**EXERCISE**
Can you reproduce all of the records below verbatim, leaving out the pictures?

[Some records]
────────
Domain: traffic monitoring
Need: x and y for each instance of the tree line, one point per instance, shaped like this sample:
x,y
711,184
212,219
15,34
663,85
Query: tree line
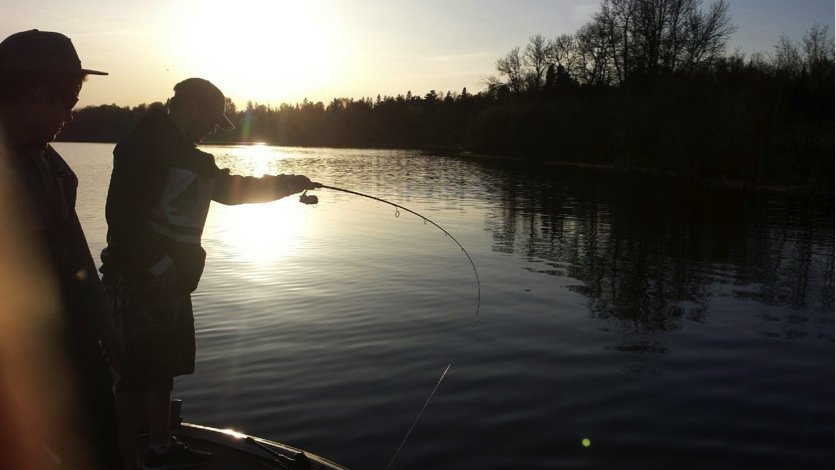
x,y
645,84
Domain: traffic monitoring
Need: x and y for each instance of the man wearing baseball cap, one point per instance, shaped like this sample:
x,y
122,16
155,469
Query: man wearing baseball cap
x,y
40,79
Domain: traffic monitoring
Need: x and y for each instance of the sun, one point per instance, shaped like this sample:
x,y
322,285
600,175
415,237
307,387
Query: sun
x,y
267,51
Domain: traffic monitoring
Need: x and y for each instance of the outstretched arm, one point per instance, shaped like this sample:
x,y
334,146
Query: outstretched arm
x,y
235,189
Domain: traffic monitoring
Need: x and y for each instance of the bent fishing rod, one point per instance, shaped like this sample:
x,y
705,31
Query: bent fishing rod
x,y
311,199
────────
**TASK SOLUTION**
Domain: traffic monitoring
Need: x and y for each instance of the tree line, one point per instance, shaped like this sample:
x,y
711,184
212,219
15,34
663,85
Query: tree line
x,y
645,84
Domain: traffic monitoring
Need: x and y for each instance of the man wearing baseball cap, one point per instance, shaped like this sample:
x,y
122,16
155,469
Query: man wearing baseball cap
x,y
40,79
Domain: traffic monitoring
Need: x and y for each instance of the sun, one point per instance, shaped like this sample:
x,y
322,285
600,175
415,237
307,387
Query: sun
x,y
267,51
Domain: traffic monitoring
Need: x and y for each instance of the outstretched arm, one point per instance, shaped like this sample:
x,y
334,146
Query: outstretched arm
x,y
235,189
Domain: traffic monitoring
Need: x and y for each instance of the bent fishing rod, one point per instance, shaped like this sample:
x,y
705,31
Query: bent fishing rod
x,y
311,199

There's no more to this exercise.